§ Text for analysis
This is my trip report from the late 2022 Oceansprint hackathon on Lanzarote. For more information please also have a look on the website: https://oceansprint.org
Oceansprint is a regular hackathon event in the NixOS community (i wrote a bit about the community and event location in the last article) that is planned to happen twice a year. From 21.11. to 25.11.2022 it happened for the third time. This time we were roughly ~20 participants.
After i was at the first oceansprint, skipped the second, and participated in the third one again, i have experienced quite an increment in the overall event’s quality and the group activities. Big kudos to Neyts Zupan, Domen Kozar and Florian Friesdorf for the great organization!
During the hacking sessions over the day, we all typically sat in groups based on who worked together on something. At breakfast and lunch there was typically some random regrouping involved, and over the day there were also many sporadic discussions at the coffee machine. This, combined with the fact that 99% of the time everyone was disciplined in speaking english, it was very nice to catch some interesting insights in random topics when walking by.
Events that really lifted the interaction to a more fun level away from just work-related discussions were the big grill party and the catamaran sailing event (there was also wind surfing and hiking), as well as the regular strandings at the cocktail bar “el kiosko”. We even went into the sauna together that Domen has on his balcony. This way it was possible to get to talk to everyone in more detail over the week without any hassle and simply having a great time.

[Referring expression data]
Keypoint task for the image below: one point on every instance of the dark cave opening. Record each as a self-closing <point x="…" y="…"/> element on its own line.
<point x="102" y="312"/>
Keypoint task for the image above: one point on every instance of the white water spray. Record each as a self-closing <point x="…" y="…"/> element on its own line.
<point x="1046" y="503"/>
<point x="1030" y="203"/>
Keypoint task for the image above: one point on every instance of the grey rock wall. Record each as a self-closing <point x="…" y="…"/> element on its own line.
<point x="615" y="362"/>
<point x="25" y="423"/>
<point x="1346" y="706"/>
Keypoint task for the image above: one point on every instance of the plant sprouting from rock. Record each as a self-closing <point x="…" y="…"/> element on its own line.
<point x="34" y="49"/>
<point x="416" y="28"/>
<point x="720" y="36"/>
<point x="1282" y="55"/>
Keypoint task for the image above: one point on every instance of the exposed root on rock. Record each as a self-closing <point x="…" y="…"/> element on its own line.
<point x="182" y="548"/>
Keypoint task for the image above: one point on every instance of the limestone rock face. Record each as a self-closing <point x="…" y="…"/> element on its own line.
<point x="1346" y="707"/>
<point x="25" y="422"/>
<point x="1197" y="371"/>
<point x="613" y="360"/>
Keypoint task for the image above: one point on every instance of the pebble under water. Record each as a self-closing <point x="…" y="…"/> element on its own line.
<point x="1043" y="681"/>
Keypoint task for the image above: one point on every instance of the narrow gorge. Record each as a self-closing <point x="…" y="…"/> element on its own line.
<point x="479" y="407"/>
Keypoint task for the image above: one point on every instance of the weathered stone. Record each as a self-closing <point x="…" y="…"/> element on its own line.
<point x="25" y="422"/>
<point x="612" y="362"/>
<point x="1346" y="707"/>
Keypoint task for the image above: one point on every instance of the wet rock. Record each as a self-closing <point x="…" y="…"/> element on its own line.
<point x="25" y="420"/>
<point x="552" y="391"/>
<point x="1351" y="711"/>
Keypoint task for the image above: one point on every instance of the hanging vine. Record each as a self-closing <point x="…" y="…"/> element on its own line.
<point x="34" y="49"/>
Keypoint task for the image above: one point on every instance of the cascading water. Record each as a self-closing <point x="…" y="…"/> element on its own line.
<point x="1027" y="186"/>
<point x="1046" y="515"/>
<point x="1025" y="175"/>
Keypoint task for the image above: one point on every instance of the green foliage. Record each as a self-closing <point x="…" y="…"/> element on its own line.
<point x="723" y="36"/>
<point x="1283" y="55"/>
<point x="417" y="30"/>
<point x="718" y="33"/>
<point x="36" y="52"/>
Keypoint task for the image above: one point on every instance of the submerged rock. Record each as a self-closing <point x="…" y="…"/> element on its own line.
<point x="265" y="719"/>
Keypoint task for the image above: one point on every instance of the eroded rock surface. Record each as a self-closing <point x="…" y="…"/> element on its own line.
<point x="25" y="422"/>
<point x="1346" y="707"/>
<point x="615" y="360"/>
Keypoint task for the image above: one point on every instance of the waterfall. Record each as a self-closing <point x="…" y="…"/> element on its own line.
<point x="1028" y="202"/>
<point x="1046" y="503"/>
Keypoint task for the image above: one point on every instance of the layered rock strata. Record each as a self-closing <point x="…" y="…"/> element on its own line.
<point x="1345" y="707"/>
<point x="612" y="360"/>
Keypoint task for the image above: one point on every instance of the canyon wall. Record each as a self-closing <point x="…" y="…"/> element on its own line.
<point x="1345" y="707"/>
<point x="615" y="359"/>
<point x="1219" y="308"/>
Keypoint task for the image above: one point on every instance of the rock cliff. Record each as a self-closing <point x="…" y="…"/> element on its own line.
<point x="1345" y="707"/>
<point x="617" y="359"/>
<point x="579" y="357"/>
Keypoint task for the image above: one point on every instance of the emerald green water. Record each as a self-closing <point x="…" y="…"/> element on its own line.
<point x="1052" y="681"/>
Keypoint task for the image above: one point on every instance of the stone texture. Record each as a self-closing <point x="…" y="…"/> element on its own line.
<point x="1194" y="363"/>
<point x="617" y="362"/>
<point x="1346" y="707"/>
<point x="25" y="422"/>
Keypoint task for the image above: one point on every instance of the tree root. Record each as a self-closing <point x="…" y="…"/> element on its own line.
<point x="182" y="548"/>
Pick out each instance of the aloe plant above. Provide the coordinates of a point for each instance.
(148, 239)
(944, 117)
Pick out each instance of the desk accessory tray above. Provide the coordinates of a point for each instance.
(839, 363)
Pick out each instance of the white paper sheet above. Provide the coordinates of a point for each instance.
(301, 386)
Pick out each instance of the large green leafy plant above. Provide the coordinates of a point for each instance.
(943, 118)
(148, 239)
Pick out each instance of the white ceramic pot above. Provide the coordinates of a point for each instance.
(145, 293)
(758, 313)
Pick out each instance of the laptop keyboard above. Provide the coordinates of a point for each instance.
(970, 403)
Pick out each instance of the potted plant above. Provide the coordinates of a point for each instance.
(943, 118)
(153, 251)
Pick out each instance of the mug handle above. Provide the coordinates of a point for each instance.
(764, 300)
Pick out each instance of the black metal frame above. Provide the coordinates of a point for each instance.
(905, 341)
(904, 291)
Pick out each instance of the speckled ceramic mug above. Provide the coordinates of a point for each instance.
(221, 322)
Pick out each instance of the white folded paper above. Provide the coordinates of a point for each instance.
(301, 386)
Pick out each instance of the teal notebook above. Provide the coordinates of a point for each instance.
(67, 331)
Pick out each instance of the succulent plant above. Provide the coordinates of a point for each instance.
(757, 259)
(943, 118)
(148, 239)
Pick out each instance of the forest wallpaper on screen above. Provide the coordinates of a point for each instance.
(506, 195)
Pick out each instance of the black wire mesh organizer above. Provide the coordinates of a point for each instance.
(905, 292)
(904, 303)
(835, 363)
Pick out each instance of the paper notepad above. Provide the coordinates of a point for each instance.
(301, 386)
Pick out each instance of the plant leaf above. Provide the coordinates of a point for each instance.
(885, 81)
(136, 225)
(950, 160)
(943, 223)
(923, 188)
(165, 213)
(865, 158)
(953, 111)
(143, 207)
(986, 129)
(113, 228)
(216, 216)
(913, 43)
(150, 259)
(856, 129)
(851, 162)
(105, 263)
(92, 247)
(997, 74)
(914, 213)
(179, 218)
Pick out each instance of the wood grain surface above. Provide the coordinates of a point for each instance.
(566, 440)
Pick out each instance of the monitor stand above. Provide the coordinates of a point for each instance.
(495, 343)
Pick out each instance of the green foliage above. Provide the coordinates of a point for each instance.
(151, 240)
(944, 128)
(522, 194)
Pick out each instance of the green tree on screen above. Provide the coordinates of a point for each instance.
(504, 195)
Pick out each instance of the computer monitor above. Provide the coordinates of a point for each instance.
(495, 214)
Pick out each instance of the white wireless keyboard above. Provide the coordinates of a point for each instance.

§ Exercise instructions
Can you resume the Oceansprint hackathon trip report from the point where it stops? The listing has nothing to do with any of this.

§ Solved exercise
I will only describe the topics where i either participated or that i followed more closely out of personal interest. There were many more projects, and i am pretty sure they are covered by other blog articles.
Secure Boot on NixOS
Julian Stecklina (works at Cyberus Technology), Niklas Sturm (works at Secunet), and Raito Bezarius worked together to support Secure Boot on NixOS. They were very successful this week: We have seen laptops booting with activated Secureboot and the Gnome Device Security dialogue displaying a green Secureboot entry:
There is already a pull request on github that introduces this work for at least developer setups. For secure and easy production use, some work on key management etc. is still left to be done. See the code and more details on github: github.com/blitz/lanzaboote
Multiple aspects of this make this project remarkable:
- Niklas and Julian did not know Raito before. The collaboration was a spontaneous result of talking about their project plans on the first evening.
- On every ocean sprint so far, we sent different Cyberus co-workers, and this is the first sprint with Secunet co-workers. So far, every co-worker who returned learned about new ways how to use nix and NixOS productively for both personal profit and also company goals.
- Both companies Cyberus Technology and Secunet are working with or evaluating NixOS internally. Getting Secureboot working in NixOS is an important mile stone.
- This is a great example of how the sponsorship money of both companies, which initially was a donation to support events of this kind, also turned out to be an investment with immediate return.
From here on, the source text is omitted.